-- Start Extract --

Help using Base SAS procedures

mark series if another variable meets criteria

Accepted Solution Solved
Reply
Super Contributor
Posts: 401
Accepted Solution

mark series if another variable meets criteria

I have a set of accts that I'd like to be marked if a criteria is met by other variables.I tried retain but can't quite get it, I wonder if index needs to beused..

This is what I mean

Have:

Acct     ST1   ST2

205       01      PC

205       02      AD

206       02      BC

207       01      AD

208       01      PC

208       03      AD

208       04      AD

209       02      PC

209       03      BC

Want:

I need all the Acct series to be marked that has a 02 in the ST and PC in ST2.

Acct     ST1   ST2     USE

205       01      PC       N

205       02      AD       N

206       02      BC       Y

207       01      AD       Y

208       01      PC       Y

208       03      AD       Y

208       04      AD       Y

209       02      PC       N

209       03      BC       N

Thanks.

-- End Extract --

[Task 1] Print the SAS forum thread from "Accepted Solution Solved" to "needs to beused..".

-- Start Task input --

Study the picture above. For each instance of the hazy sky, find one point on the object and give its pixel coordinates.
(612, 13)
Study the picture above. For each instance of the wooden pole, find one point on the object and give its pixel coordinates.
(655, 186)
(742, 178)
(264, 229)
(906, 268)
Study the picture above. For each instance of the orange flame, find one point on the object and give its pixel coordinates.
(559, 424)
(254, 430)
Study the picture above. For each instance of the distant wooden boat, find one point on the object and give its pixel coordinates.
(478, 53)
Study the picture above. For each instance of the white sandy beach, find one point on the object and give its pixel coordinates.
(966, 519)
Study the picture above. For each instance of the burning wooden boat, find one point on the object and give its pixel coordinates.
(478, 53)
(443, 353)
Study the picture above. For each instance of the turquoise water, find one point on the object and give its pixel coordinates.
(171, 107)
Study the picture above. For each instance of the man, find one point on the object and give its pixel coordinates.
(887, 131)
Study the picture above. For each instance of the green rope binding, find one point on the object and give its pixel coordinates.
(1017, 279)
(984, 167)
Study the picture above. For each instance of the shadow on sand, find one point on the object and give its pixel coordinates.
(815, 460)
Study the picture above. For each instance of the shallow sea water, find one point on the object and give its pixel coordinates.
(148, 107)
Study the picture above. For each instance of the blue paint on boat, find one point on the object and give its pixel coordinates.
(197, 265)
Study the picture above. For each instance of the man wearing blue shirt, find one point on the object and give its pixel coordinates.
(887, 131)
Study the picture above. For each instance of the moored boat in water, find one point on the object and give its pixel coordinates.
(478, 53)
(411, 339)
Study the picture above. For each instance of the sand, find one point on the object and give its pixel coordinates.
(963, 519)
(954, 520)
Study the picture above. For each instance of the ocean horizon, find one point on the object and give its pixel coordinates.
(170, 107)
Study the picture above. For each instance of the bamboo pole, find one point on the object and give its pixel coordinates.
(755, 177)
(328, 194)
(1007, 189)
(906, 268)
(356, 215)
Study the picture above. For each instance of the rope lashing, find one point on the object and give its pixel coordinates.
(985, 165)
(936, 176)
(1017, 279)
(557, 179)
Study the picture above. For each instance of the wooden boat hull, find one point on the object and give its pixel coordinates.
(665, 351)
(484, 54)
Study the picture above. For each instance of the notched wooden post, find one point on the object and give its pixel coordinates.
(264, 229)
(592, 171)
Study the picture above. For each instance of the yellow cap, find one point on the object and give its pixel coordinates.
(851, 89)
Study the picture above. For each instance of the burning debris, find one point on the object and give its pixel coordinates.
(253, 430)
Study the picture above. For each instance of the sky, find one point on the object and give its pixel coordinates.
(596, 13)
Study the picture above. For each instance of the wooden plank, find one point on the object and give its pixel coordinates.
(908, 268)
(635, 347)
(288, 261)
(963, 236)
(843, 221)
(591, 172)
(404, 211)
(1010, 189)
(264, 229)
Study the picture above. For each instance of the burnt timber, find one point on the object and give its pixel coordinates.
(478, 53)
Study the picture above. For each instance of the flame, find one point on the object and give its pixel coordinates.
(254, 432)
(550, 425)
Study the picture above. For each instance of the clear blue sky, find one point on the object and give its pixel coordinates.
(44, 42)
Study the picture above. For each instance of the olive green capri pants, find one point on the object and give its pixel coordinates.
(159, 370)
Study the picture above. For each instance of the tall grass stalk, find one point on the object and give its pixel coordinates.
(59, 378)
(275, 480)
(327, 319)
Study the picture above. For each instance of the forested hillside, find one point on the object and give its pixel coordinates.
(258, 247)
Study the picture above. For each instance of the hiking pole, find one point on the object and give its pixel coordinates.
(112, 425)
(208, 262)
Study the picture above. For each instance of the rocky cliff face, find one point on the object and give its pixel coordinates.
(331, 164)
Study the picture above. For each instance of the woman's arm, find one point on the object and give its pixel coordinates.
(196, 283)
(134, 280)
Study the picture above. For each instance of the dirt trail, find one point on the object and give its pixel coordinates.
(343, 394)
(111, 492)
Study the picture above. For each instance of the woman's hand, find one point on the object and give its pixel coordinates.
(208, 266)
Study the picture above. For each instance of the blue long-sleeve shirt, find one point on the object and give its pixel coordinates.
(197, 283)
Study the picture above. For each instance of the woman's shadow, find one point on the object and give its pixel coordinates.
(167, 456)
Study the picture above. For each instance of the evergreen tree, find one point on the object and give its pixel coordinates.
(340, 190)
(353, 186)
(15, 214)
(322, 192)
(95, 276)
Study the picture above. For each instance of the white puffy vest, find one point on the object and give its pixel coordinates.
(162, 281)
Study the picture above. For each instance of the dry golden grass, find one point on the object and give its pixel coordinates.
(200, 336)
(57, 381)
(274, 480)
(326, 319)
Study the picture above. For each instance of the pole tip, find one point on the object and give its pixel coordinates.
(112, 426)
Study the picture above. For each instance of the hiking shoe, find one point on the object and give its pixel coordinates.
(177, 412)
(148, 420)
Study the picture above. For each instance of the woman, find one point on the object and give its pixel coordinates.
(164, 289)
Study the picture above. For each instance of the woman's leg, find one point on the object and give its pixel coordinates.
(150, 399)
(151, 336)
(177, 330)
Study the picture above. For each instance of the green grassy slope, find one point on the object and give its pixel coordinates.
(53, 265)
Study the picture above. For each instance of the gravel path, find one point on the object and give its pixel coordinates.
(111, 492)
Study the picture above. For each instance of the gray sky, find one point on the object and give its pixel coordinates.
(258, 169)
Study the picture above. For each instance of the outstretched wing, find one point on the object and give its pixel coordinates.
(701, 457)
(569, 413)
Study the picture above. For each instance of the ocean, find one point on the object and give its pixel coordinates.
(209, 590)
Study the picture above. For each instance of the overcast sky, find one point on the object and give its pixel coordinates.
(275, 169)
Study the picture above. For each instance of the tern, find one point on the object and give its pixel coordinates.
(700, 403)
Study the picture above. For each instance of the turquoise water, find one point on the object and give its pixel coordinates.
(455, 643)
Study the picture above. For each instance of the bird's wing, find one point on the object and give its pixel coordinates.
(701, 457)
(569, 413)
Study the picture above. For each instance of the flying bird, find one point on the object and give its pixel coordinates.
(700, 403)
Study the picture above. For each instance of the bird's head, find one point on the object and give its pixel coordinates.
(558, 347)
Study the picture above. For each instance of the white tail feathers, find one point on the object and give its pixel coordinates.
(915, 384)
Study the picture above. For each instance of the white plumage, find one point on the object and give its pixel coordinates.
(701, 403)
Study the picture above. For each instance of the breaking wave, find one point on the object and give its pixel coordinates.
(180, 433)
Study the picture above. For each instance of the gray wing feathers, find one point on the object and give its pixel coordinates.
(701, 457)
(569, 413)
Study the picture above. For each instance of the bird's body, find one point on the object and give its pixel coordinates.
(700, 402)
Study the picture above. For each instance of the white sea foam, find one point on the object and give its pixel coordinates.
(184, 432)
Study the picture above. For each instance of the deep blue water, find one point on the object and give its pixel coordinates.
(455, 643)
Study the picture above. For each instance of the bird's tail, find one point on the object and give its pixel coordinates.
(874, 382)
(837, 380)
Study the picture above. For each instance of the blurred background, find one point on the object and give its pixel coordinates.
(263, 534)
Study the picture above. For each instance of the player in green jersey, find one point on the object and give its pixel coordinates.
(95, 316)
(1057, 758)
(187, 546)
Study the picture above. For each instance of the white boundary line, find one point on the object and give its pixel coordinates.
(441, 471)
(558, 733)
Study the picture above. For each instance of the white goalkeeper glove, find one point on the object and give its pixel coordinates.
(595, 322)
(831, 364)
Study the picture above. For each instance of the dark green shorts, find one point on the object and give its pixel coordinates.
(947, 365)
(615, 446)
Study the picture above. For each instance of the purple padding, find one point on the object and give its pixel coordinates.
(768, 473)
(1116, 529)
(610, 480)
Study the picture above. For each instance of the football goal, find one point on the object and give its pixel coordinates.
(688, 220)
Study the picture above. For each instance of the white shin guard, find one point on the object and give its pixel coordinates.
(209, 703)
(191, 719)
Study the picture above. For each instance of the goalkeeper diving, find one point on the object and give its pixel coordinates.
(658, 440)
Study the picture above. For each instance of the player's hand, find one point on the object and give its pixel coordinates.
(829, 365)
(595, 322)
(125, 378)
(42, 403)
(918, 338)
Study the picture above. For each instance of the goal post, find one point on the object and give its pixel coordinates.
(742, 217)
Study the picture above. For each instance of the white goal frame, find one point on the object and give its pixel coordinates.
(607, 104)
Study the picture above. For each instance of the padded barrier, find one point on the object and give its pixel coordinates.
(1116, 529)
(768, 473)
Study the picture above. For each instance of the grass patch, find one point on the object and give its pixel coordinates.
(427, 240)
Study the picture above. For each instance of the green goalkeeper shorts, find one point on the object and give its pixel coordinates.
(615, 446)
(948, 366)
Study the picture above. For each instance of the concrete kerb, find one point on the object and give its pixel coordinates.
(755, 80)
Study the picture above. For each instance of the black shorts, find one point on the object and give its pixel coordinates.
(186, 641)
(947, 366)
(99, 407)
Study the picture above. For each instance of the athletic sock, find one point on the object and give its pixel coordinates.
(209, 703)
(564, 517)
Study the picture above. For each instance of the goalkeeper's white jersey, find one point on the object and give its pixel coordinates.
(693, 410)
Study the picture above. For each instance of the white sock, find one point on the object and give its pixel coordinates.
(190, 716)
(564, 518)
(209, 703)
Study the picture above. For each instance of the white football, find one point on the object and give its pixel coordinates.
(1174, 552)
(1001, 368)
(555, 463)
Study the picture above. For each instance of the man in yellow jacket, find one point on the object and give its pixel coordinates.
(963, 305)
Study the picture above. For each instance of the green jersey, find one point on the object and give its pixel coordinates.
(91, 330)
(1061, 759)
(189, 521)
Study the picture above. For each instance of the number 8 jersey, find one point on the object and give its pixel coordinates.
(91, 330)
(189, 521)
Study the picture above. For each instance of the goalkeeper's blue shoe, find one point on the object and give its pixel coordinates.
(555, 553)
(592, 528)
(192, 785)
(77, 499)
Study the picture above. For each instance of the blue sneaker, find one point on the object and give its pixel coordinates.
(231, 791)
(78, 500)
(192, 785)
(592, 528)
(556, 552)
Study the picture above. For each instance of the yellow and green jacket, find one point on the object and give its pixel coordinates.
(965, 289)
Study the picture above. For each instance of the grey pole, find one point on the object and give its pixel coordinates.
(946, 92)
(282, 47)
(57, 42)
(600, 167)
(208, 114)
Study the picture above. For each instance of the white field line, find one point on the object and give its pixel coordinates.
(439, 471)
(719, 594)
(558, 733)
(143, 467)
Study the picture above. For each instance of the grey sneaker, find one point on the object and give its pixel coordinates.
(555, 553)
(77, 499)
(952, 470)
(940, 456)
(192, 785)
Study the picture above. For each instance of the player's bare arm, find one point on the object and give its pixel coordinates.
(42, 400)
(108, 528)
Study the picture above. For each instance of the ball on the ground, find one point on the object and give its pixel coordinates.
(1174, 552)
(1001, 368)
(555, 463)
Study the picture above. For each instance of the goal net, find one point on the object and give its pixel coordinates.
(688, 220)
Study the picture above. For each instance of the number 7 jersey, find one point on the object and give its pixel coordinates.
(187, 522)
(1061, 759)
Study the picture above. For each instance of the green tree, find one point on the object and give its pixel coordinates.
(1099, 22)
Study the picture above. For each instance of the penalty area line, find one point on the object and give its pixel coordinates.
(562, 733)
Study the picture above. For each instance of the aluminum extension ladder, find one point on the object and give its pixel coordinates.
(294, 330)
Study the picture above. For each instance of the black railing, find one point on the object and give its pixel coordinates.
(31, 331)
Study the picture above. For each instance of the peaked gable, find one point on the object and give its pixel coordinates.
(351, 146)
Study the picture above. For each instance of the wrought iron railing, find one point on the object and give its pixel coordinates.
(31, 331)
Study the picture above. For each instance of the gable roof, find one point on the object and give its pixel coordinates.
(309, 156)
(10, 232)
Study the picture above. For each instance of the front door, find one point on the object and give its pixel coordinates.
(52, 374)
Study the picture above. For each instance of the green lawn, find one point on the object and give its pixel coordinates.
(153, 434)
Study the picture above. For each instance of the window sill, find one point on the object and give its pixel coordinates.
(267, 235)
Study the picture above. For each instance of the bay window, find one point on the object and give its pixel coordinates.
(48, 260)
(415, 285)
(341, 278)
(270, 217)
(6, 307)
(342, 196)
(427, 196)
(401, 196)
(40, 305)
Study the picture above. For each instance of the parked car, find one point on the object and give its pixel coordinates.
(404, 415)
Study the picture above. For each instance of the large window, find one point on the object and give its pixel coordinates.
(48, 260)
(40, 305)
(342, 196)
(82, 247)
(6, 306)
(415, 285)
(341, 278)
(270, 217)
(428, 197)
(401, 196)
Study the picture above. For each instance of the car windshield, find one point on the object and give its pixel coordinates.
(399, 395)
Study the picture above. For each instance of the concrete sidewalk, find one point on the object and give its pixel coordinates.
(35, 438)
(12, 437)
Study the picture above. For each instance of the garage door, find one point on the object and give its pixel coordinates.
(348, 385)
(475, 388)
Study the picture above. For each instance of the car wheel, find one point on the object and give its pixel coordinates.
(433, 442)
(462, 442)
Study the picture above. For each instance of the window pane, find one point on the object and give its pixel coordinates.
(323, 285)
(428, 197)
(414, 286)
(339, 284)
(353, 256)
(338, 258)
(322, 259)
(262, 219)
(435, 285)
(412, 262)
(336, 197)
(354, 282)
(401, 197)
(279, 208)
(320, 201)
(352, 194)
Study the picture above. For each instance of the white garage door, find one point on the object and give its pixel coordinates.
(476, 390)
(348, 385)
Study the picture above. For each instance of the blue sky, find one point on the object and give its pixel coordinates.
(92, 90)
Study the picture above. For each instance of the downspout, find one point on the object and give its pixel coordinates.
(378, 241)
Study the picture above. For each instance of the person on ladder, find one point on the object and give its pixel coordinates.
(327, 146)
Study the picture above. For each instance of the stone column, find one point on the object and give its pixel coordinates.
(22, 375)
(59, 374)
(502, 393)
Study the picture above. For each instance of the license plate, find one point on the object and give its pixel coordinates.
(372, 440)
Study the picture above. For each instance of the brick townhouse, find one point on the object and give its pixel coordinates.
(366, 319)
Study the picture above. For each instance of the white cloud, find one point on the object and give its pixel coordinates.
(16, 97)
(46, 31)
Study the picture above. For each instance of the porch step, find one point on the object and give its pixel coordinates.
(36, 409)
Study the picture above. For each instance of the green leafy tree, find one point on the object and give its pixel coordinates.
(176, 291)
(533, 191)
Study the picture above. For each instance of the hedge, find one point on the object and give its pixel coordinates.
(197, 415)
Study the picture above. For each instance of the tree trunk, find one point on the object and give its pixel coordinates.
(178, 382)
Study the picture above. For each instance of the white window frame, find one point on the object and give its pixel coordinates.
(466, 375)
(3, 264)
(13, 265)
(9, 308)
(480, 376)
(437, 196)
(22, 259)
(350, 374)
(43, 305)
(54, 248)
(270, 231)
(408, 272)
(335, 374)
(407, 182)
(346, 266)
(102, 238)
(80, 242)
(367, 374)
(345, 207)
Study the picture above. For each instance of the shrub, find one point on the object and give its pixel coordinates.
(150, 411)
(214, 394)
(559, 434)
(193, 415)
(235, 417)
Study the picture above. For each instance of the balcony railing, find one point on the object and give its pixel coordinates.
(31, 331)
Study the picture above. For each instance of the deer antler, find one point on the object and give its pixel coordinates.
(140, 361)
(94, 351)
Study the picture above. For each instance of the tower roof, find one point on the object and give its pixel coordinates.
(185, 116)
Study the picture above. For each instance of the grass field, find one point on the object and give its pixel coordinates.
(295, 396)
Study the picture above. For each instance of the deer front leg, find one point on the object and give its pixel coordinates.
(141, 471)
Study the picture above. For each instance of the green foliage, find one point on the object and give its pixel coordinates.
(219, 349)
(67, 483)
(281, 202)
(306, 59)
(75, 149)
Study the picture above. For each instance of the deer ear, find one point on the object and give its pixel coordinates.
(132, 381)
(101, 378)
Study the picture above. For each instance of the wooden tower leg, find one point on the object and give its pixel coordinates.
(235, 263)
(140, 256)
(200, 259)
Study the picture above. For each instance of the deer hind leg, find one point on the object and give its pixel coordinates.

-- End Task input --

[Task 2] Collect every row above that contains the string "shadow".

[Answer 1]
Accepted Solution Solved
Reply
Super Contributor
Posts: 401
Accepted Solution

mark series if another variable meets criteria

I have a set of accts that I'd like to be marked if a criteria is met by other variables.I tried retain but can't quite get it, I wonder if index needs to beused..

[Answer 2]
Study the picture above. For each instance of the shadow on sand, find one point on the object and give its pixel coordinates.
Study the picture above. For each instance of the woman's shadow, find one point on the object and give its pixel coordinates.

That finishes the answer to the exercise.